# [Work instructions]
Across all the records below, how many lines contain "ground"? Respond with only the number.

# [Data provided]
- - - - - - -
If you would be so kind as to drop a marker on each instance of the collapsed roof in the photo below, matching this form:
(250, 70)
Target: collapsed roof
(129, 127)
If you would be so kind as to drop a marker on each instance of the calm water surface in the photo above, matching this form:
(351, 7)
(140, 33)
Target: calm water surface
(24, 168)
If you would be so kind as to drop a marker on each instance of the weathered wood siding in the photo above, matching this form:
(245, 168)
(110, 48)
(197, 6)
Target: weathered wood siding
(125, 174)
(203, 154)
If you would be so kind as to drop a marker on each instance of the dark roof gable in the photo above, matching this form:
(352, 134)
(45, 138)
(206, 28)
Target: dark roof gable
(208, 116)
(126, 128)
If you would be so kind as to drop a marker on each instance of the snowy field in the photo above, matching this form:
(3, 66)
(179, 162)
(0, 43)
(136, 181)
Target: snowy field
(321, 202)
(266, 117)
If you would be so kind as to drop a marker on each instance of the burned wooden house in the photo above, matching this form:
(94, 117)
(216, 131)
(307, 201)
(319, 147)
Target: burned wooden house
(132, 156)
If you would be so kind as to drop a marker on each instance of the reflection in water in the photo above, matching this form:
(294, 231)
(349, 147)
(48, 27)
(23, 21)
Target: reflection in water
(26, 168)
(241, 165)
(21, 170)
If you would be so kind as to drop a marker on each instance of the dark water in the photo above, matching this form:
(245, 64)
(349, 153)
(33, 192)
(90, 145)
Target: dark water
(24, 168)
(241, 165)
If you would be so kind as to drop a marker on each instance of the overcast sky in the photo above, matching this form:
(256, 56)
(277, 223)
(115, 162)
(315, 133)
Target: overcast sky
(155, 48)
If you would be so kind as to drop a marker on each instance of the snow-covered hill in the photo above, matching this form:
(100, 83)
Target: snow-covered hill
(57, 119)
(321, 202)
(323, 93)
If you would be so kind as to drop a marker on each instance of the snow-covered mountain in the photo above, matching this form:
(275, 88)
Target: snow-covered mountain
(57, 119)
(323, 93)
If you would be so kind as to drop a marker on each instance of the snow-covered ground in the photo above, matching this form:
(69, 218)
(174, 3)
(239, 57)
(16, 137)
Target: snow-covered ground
- - - - - - -
# [Reply]
2